Re: [PATCH 10/10] fsnotify: generate pre-content permission event on page fault

Josef Bacik <josef@xxxxxxxxxxxxxx> · Fri, 2 Aug 2024 12:03:57 -0400

On Thu, Aug 01, 2024 at 11:40:25PM +0200, Jan Kara wrote:
> On Thu 25-07-24 14:19:47, Josef Bacik wrote:
> > FS_PRE_ACCESS or FS_PRE_MODIFY will be generated on page fault depending
> > on the faulting method.
> > 
> > This pre-content event is meant to be used by hierarchical storage
> > managers that want to fill in the file content on first read access.
> > 
> > Signed-off-by: Josef Bacik <josef@xxxxxxxxxxxxxx>
> ...
> > @@ -3287,6 +3288,35 @@ vm_fault_t filemap_fault(struct vm_fault *vmf)
> >  	if (unlikely(index >= max_idx))
> >  		return VM_FAULT_SIGBUS;
> >  
> > +	/*
> > +	 * If we have pre-content watchers then we need to generate events on
> > +	 * page fault so that we can populate any data before the fault.
> > +	 *
> > +	 * We only do this on the first pass through, otherwise the populating
> > +	 * application could potentially deadlock on the mmap lock if it tries
> > +	 * to populate it with mmap.
> > +	 */
> > +	if (fault_flag_allow_retry_first(vmf->flags) &&
> > +	    fsnotify_file_has_content_watches(file)) {
> 
> I'm somewhat nervous that if ALLOW_RETRY isn't set, we'd silently jump into
> readpage code without ever sending pre-content event and thus we'd possibly
> expose invalid content to userspace? I think we should fail the fault if
> fsnotify_file_has_content_watches(file) && !(vmf->flags &
> FAULT_FLAG_ALLOW_RETRY).

I was worried about this too but it seems to not be the case that we'll not ever
have ALLOW_RETRY.  That being said I'm fine turning this into a sigbus.

> 
> > +		int mask = (vmf->flags & FAULT_FLAG_WRITE) ? MAY_WRITE : MAY_READ;
> > +		loff_t pos = vmf->pgoff << PAGE_SHIFT;
> > +
> > +		fpin = maybe_unlock_mmap_for_io(vmf, fpin);
> > +
> > +		/*
> > +		 * We can only emit the event if we did actually release the
> > +		 * mmap lock.
> > +		 */
> > +		if (fpin) {
> > +			error = fsnotify_file_area_perm(fpin, mask, &pos,
> > +							PAGE_SIZE);
> > +			if (error) {
> > +				fput(fpin);
> > +				return VM_FAULT_ERROR;
> > +			}
> > +		}
> > +	}
> > +
> >  	/*
> >  	 * Do we have something in the page cache already?
> >  	 */
> ...
> > @@ -3612,6 +3643,13 @@ vm_fault_t filemap_map_pages(struct vm_fault *vmf,
> >  	unsigned long rss = 0;
> >  	unsigned int nr_pages = 0, mmap_miss = 0, mmap_miss_saved, folio_type;
> >  
> > +	/*
> > +	 * We are under RCU, we can't emit events here, we need to force a
> > +	 * normal fault to make sure the events get sent.

Parts of the exercise -
1. Copy the patch discussion between "I was worried" and "into a sigbus.", inclusive.
2. According to the patch discussion, what is the pre-content event meant to be used by?
The material after this point comes from a different source.

Source data -
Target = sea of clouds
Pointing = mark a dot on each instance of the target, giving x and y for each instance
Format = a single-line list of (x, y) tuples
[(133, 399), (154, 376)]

Full solutions -
1.
I was worried about this too but it seems to not be the case that we'll not ever
have ALLOW_RETRY.  That being said I'm fine turning this into a sigbus.

2. Hierarchical storage managers that want to fill in the file content on first read access.